(Records from a point labeling set)
[START]
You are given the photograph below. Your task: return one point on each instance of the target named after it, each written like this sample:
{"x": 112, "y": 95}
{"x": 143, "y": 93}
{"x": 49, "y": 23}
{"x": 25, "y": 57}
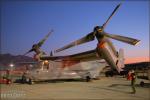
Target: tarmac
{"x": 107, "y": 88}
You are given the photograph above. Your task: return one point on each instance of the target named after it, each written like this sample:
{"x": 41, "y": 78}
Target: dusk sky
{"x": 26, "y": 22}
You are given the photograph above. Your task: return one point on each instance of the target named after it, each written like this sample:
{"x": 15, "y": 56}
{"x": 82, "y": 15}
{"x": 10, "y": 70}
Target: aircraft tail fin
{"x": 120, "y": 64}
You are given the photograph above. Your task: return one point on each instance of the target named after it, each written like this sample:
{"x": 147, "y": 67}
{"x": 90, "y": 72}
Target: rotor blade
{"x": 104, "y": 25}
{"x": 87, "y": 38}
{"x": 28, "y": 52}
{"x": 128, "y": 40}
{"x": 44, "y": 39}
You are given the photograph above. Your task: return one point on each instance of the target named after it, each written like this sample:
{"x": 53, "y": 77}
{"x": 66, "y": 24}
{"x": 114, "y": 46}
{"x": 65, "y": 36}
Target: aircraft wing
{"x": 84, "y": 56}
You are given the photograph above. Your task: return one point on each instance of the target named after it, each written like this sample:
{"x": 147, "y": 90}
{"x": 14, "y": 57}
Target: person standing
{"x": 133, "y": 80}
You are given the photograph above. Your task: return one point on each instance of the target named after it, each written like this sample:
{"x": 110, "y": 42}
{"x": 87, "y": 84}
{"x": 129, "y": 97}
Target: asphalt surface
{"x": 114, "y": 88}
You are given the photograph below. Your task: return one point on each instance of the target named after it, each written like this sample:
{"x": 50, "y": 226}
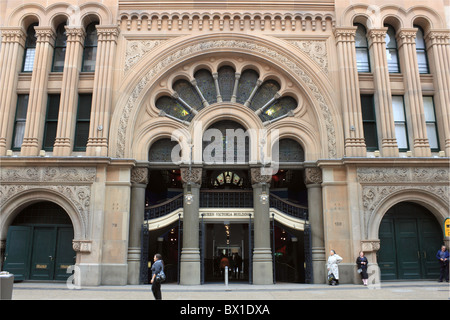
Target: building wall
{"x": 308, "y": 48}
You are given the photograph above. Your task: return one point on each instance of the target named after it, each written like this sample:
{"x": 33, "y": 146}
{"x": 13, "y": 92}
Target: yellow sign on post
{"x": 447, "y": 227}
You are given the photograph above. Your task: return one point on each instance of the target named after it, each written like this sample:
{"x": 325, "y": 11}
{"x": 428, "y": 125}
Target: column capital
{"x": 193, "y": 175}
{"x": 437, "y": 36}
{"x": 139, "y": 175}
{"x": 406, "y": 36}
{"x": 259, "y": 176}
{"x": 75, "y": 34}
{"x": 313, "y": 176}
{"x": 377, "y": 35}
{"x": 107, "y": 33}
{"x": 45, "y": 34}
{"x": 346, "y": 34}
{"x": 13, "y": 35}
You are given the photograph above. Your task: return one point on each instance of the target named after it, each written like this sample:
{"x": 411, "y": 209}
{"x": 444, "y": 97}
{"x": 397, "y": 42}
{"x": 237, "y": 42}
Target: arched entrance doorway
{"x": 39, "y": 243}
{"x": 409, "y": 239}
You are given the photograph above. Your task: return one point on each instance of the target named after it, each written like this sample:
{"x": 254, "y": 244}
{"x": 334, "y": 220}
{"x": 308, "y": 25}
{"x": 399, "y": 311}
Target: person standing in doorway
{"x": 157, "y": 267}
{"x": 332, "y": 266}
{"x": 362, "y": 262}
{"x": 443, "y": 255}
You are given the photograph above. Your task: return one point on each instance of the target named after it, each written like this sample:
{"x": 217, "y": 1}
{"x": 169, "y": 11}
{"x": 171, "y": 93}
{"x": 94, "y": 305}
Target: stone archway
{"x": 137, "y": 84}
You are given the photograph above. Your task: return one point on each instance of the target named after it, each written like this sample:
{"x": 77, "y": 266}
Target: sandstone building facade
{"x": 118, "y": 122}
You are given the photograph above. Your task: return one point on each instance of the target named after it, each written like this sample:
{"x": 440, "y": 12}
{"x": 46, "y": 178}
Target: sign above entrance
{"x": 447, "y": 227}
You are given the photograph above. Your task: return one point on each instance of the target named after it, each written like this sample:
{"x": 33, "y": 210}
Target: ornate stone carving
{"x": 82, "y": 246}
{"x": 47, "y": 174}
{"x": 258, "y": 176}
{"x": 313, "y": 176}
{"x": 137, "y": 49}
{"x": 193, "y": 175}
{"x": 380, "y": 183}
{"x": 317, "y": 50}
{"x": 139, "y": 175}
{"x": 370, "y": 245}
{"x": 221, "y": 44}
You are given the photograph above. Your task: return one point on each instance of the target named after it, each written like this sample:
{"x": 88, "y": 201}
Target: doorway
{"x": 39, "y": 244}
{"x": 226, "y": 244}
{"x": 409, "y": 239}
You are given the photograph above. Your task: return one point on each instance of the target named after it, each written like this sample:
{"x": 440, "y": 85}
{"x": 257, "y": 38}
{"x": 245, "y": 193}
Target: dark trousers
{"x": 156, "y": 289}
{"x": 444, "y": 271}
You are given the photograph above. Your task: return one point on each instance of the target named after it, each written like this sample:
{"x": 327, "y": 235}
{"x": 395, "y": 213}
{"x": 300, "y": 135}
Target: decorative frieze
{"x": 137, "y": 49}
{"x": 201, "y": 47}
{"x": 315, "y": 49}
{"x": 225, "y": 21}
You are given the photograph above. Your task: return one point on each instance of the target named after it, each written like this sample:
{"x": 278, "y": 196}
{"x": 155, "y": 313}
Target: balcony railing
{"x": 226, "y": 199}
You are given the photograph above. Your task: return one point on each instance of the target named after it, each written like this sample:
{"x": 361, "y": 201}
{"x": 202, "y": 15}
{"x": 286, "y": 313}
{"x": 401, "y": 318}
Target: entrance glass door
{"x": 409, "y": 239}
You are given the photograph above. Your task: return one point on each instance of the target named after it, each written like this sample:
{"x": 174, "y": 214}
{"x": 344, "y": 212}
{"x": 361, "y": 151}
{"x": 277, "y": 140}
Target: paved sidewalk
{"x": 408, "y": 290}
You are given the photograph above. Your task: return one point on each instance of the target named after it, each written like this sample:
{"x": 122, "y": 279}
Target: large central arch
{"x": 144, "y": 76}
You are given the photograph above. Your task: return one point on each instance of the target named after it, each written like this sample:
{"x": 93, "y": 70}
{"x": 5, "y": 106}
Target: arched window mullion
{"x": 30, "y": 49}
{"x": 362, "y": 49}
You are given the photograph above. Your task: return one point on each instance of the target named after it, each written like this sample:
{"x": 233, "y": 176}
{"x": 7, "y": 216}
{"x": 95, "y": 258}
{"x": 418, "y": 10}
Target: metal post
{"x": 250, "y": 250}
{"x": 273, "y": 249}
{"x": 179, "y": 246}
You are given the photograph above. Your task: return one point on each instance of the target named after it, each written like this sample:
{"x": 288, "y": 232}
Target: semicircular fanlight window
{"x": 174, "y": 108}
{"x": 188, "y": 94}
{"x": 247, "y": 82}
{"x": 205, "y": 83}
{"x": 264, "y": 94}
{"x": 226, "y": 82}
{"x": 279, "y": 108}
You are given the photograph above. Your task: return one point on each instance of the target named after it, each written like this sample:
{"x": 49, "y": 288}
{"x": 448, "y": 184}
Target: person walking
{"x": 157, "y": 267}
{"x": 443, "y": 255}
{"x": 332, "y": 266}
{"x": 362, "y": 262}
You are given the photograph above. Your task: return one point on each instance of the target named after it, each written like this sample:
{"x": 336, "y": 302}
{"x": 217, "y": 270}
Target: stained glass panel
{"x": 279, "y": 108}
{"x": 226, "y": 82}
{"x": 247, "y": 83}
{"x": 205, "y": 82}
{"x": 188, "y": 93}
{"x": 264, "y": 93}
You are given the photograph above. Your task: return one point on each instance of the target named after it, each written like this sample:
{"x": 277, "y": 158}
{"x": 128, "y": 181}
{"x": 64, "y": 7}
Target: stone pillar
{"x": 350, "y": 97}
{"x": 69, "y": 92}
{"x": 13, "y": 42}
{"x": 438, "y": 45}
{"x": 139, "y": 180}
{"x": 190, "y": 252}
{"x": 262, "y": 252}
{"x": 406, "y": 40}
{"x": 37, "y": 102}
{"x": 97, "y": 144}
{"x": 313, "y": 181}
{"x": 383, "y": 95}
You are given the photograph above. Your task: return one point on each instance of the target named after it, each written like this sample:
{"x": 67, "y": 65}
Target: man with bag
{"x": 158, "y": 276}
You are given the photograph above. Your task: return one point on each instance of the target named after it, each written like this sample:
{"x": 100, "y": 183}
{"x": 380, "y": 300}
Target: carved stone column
[END]
Objective: Which lines of the data above contain the string "building"? Pick out each one and copy it in full.

Exercise solution:
Target: building wall
Target: sandstone building facade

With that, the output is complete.